--- Information given ---

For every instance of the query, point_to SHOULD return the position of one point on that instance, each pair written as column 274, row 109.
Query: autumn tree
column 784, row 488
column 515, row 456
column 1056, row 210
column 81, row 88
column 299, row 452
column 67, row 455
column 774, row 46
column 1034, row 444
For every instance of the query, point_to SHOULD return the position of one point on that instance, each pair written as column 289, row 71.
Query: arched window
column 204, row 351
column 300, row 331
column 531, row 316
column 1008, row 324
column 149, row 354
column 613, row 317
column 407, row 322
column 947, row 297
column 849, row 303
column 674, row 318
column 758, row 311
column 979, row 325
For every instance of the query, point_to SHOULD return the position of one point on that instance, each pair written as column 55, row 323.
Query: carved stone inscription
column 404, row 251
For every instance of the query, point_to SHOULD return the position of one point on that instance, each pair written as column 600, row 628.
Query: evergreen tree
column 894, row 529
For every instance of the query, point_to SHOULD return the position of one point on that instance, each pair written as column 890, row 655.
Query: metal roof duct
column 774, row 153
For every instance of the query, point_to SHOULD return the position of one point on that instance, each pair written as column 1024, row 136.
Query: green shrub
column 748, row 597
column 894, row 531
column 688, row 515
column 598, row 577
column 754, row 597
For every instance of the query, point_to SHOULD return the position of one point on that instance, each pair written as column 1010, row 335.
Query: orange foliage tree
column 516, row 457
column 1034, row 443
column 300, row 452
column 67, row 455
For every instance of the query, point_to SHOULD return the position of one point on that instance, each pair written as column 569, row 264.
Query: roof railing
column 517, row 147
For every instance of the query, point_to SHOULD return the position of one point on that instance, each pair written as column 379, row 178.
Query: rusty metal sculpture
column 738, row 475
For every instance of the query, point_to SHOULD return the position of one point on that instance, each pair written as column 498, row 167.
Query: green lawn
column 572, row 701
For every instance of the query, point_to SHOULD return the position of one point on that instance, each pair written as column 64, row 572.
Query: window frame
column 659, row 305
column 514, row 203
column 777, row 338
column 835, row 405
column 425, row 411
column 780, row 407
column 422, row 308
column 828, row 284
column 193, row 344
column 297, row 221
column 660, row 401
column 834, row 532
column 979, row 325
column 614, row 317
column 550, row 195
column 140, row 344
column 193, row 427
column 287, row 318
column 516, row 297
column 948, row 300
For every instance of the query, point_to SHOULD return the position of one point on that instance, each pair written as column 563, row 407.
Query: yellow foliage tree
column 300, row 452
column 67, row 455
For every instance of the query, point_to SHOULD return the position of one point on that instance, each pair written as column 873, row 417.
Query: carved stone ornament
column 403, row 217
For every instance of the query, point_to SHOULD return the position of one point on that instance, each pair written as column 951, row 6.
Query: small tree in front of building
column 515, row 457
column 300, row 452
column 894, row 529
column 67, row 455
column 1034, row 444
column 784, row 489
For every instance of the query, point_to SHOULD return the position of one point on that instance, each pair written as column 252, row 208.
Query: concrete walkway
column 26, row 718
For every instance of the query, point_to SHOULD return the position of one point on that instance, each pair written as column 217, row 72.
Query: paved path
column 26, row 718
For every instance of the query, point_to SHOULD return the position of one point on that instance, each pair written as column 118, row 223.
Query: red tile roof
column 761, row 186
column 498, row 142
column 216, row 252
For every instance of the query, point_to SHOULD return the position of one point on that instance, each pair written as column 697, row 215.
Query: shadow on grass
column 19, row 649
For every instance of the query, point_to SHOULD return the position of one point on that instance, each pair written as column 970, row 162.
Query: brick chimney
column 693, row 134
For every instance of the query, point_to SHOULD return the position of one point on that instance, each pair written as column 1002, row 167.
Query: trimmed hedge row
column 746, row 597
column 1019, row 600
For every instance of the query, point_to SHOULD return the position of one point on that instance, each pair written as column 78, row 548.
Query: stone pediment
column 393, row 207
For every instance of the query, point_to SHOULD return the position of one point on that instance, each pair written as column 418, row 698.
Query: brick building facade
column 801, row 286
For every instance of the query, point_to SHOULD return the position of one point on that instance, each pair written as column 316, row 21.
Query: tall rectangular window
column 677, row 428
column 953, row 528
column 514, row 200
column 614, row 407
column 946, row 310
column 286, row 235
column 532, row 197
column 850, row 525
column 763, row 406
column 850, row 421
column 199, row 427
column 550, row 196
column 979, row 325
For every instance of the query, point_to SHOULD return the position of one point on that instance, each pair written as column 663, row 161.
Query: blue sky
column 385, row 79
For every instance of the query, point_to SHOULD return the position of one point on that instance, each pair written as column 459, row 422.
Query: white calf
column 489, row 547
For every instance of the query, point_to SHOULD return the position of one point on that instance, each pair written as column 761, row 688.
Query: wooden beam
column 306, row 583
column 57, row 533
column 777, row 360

---

Reproduce without changes the part of the rows above that opens with the line containing "951, row 6." and closes with the line containing "column 784, row 489", with both of those lines included.

[Written answer]
For every instance of the query, point_to SHOULD return the position of one point on that instance, each pair written as column 951, row 6.
Query: small tree in front of building
column 515, row 457
column 300, row 452
column 894, row 529
column 67, row 455
column 1034, row 444
column 784, row 489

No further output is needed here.